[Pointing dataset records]
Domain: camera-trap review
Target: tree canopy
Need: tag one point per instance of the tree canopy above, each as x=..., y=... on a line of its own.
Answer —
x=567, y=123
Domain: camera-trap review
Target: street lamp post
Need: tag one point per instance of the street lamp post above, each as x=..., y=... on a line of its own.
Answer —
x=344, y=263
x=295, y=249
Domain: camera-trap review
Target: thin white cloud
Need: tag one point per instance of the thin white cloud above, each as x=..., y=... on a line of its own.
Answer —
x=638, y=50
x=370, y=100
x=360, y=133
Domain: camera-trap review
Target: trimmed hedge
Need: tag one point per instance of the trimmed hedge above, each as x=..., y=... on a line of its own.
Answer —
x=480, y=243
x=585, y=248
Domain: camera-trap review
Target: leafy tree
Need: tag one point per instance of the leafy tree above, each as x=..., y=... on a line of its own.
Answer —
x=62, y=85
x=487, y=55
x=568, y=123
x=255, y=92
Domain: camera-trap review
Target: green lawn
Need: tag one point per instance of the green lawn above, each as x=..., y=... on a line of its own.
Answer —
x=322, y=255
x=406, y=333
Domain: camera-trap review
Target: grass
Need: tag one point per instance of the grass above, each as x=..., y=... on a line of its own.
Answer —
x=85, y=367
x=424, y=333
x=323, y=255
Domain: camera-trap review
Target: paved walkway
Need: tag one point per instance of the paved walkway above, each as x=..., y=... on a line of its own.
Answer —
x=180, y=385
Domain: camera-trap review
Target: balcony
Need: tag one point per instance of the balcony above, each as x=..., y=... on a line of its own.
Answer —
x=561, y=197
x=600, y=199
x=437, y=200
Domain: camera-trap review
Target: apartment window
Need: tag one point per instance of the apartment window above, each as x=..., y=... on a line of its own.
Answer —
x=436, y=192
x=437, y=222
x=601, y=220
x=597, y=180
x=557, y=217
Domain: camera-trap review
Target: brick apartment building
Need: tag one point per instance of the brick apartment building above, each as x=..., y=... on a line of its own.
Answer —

EXERCISE AIM
Convert the data, from its first line up to and including the line containing "x=295, y=249", into a JSON list of strings with one string per line and no blank lines.

REPLY
[
  "Domain: camera-trap review",
  "Target: tree canopy",
  "Need: tag one point per instance of the tree canopy above, each as x=..., y=... on a line of its own.",
  "Answer —",
  "x=567, y=123",
  "Domain: camera-trap review",
  "Target: street lamp post",
  "Need: tag one point per instance of the street lamp post above, each as x=..., y=... on a line of its own.",
  "Answer —",
  "x=344, y=263",
  "x=295, y=249"
]